Work to be completed:
Change "one point per instance" to "a single point for each instance" wherever it appears in the records below, and write out every line again with nothing else altered.

Records to process:
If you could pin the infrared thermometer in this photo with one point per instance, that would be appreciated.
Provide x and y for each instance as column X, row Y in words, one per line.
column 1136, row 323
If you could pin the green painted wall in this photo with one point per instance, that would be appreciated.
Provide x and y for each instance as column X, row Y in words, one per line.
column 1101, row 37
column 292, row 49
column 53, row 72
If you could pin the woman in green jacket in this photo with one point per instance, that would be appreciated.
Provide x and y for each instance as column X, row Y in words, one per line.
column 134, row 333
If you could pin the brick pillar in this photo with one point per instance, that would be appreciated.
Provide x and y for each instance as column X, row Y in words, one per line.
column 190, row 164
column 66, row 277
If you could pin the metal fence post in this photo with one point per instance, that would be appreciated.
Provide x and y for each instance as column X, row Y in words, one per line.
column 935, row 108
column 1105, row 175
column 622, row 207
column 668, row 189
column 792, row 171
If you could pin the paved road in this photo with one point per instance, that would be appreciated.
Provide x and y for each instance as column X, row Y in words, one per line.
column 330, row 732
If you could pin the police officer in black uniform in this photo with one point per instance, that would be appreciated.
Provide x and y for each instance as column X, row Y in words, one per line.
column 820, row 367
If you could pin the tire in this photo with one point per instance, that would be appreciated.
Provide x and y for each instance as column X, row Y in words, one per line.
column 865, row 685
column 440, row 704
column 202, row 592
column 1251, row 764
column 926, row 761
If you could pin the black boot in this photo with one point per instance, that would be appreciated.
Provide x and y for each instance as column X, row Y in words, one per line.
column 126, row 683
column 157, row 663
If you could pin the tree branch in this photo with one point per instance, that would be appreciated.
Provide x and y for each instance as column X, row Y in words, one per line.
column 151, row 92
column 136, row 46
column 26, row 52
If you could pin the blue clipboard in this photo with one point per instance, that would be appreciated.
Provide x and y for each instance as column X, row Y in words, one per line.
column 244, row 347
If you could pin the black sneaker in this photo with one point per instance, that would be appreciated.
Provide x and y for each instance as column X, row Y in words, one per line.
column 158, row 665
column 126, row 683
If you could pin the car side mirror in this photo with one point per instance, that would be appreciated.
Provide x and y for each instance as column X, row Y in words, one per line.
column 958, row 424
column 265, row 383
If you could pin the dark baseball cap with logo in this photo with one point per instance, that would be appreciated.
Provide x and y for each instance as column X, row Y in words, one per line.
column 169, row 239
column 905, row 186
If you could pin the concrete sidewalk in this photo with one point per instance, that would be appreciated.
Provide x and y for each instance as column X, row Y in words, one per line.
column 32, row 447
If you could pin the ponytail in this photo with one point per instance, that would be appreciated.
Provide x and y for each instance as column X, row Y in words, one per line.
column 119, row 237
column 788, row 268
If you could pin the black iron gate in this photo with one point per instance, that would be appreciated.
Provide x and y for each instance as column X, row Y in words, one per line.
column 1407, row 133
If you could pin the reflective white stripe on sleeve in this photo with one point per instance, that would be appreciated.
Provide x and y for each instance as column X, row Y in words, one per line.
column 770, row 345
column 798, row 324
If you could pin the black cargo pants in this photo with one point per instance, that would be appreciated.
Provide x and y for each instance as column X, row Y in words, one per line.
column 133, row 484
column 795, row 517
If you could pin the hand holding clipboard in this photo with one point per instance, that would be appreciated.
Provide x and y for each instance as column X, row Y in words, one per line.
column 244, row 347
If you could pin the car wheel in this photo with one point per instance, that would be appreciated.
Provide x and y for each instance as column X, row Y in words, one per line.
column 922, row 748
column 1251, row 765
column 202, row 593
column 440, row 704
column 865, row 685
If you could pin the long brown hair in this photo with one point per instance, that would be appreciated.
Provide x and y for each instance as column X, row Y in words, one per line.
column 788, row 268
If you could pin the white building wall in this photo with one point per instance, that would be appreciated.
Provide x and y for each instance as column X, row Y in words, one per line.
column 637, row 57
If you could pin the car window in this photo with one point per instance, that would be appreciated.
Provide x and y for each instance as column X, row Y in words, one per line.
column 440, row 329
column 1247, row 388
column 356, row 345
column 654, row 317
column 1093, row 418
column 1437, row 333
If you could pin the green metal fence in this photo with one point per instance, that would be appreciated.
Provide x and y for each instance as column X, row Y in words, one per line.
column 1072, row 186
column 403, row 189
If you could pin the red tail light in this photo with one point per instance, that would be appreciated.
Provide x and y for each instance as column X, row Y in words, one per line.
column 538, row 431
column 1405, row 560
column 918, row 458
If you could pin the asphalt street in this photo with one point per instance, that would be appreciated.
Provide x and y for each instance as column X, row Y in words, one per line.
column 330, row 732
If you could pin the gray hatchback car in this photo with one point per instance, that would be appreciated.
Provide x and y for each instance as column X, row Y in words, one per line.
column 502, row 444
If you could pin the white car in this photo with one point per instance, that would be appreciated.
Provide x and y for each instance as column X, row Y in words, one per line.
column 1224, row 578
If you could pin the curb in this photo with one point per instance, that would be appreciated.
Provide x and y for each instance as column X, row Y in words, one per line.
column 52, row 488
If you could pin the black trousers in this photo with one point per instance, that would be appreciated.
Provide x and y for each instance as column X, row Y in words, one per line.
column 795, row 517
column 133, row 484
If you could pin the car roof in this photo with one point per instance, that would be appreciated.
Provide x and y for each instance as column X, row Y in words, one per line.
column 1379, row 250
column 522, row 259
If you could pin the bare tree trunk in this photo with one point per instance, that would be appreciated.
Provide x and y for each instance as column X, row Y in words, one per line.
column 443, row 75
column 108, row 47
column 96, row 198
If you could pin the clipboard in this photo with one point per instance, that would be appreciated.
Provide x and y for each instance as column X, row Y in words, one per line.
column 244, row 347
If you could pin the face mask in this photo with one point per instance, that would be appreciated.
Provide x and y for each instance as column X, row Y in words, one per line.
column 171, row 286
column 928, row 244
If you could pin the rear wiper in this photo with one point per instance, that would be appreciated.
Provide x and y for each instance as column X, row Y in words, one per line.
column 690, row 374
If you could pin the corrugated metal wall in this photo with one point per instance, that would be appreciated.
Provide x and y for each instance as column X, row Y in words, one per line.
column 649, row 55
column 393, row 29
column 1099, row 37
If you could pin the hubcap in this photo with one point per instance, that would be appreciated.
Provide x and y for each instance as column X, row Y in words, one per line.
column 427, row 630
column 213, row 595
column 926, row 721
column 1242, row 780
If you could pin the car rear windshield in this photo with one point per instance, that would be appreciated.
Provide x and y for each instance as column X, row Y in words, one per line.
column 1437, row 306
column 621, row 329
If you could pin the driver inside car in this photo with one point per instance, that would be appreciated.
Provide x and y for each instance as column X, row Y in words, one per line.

Result of the task:
If you could pin the infrared thermometer in this photo with a single point for each instance, that would be appreciated.
Provide x and y for each instance as column X, row Y in words, one per line.
column 1136, row 323
If you could pin the green painted wall in this photo with a single point for each instance, that would be appreciated.
Provide x and y for each instance as column X, row Y in words, one per line.
column 1101, row 37
column 292, row 49
column 53, row 72
If you could pin the woman in green jacket in this photo with a single point for each instance, that would be appreciated.
Provide x and y for each instance as column X, row Y in words, one per line.
column 134, row 333
If you could pin the brick pillar in this photo with a single point for each instance, that would be appreciated.
Provide x and y for each instance as column X, row Y in words, one per line.
column 190, row 164
column 66, row 277
If you could pin the metal fence post in this photo with a single point for each instance, that would be appreciated.
Provide x and y for each instance as column X, row Y in words, one per line.
column 935, row 108
column 1105, row 175
column 622, row 207
column 668, row 189
column 792, row 171
If you could pin the paved road in this photo with a single point for each instance, that would be appreciated.
Provide x and y for each instance as column X, row Y in words, one per line.
column 330, row 732
If you could pin the police officer in black uniform in this photo with a single point for each instance, that would be appreciated.
Provide x and y for each instance as column X, row Y in words, one per line.
column 820, row 367
If you could pin the tire in this photo with a single point for each instance, that would be appreciated.
Provide x and y for each instance as column X, row Y in words, one per line.
column 865, row 685
column 440, row 704
column 202, row 592
column 1251, row 764
column 926, row 761
If you could pin the black boot in this photo with a single point for each instance, that would be appreciated.
Provide x and y for each instance as column X, row Y in words, one per line.
column 126, row 683
column 157, row 663
If you could pin the tree branch in this photo with a single point for each instance, that would be appreciated.
Provide x and y for each instance as column X, row Y in words, one per line.
column 151, row 92
column 136, row 46
column 26, row 52
If you could pin the blue clipboard in this photo with a single point for each instance, that would be appreciated.
Provide x and y for each instance as column X, row Y in words, one per line.
column 244, row 347
If you could pin the black sneaker in this photo with a single point for each instance, that would be appreciated.
Provide x and y for each instance as column X, row Y in words, one per line.
column 158, row 665
column 126, row 683
If you could pin the car side mirror in this photo with a single point for each instance, that would be appreciated.
Provide x and y for each instance as column X, row Y in words, one per line.
column 958, row 424
column 265, row 383
If you could pin the dark baseball cap with logo in this photo with a single point for each instance, that would be appreciated.
Provide x and y for each instance as column X, row Y in words, one per line.
column 169, row 239
column 905, row 186
If you could pin the concrete sidewalk in this photo with a single point for each instance, that would be appreciated.
Provide x and y for each instance as column X, row Y in words, one per line.
column 32, row 447
If you could pin the ponytail in this photo with a single point for each instance, that would be appreciated.
Provide x and y for each instance as column X, row Y in words, one per line.
column 119, row 237
column 788, row 268
If you could pin the black iron gate in this photo with a single point for each instance, that would be appreciated.
Provide x and y for each instance as column X, row Y in words, one per line.
column 1407, row 133
If you could pin the reflective white stripe on sleeve in this photo with a single point for each instance, that would be appreciated.
Provide x and y for each instance as column X, row Y in words, one per line.
column 770, row 345
column 798, row 324
If you could pin the black cargo pants in this photo with a single point for each instance, that would be appreciated.
Provide x and y for each instance as column X, row Y in words, one per line.
column 133, row 484
column 795, row 517
If you could pin the hand holding clipboard in this photo with a single point for each instance, that would be appreciated.
Provide x and y for each instance as column X, row Y in words, one per line.
column 244, row 347
If you could pin the car wheel in this photo with a single point for each instance, that would be appreciated.
Provide x and y for each instance as column X, row Y in words, one per line.
column 922, row 748
column 1251, row 765
column 202, row 593
column 440, row 704
column 865, row 685
If you could pin the long brown hair in this photo with a single point for each instance, that would be appreciated.
Provide x and y for each instance as column X, row Y in words, one per line.
column 788, row 268
If you could pin the white building wall in this photo with a single point for each instance, that would be appreciated.
Provide x and y for each instance as column X, row Y in words, one per line.
column 637, row 57
If you could pin the car window in this photo with a single point for each instance, that would be appreciated.
Provide x and y for each instance as column X, row Y in words, one per line.
column 440, row 329
column 1247, row 388
column 356, row 345
column 654, row 317
column 1093, row 418
column 1437, row 333
If you could pin the green metal fence in this photo with a single point for each instance, that would be appreciated.
Provide x and y for each instance as column X, row Y in words, one per line.
column 1072, row 186
column 403, row 189
If you could pin the red tail light in this photo with a single point for each instance, that would be appreciated.
Provide x and y for each instance as column X, row Y in words, one per line.
column 538, row 431
column 1405, row 560
column 918, row 458
If you could pin the asphalt street in this photo with a single point for each instance, that would be appreciated.
Provide x and y for each instance as column X, row Y in words, one per line.
column 330, row 732
If you could pin the gray hatchback car in this photo with a single point for each instance, that would be appreciated.
Provide x and y for each instance as column X, row Y in words, one per line.
column 502, row 444
If you could pin the white car in this photo with a single point for each instance, that would be appreciated.
Provide x and y for each instance as column X, row Y in words, one per line.
column 1224, row 578
If you could pin the curb in this photo with a single point for each instance, that would be appreciated.
Provide x and y for each instance as column X, row Y in words, one per line.
column 52, row 488
If you could pin the black trousers in this photo with a single point for each instance, that would be appreciated.
Provide x and y for each instance as column X, row Y in words, one per line.
column 795, row 517
column 133, row 484
If you could pin the car roof in this photo with a single point for each instance, that would be appreciated.
Provide x and y for each instance as column X, row Y in words, one per line.
column 1379, row 250
column 522, row 259
If you could pin the bare tree trunk in this photo with a single point for each instance, that would be appreciated.
Provide x and y for each instance as column X, row Y in words, one per line.
column 443, row 75
column 108, row 47
column 96, row 198
If you could pin the clipboard in this photo with a single point for each instance, that would be appreciated.
Provide x and y for each instance as column X, row Y in words, one per line.
column 244, row 347
If you could pin the face mask in this photo with a single point for each instance, that would be appreciated.
Provide x and y for each instance as column X, row Y in words, one per line.
column 171, row 286
column 928, row 244
If you could pin the rear wiper in this photo with a single point for each instance, that would be appreciated.
Provide x and y for each instance as column X, row Y in words, one per line.
column 690, row 374
If you could pin the corrugated metal wall in this photo with a single point for each instance, that would be appreciated.
Provide x and y for each instance as column X, row Y in words, one per line.
column 649, row 55
column 393, row 29
column 1099, row 37
If you could pin the hubcap in this photo with a single point for each instance, that would be appreciated.
Provide x and y for each instance as column X, row Y in words, one per line.
column 427, row 630
column 213, row 595
column 926, row 721
column 1242, row 780
If you could pin the car rear windshield in this photo with a single point for each instance, that would be appreciated.
Provide x and y for each instance as column X, row Y in words, one per line.
column 1437, row 306
column 621, row 329
If you could pin the driver inside car in this photo with a single point for each instance, that would be appreciated.
Provide x and y for each instance as column X, row Y in words, one per line.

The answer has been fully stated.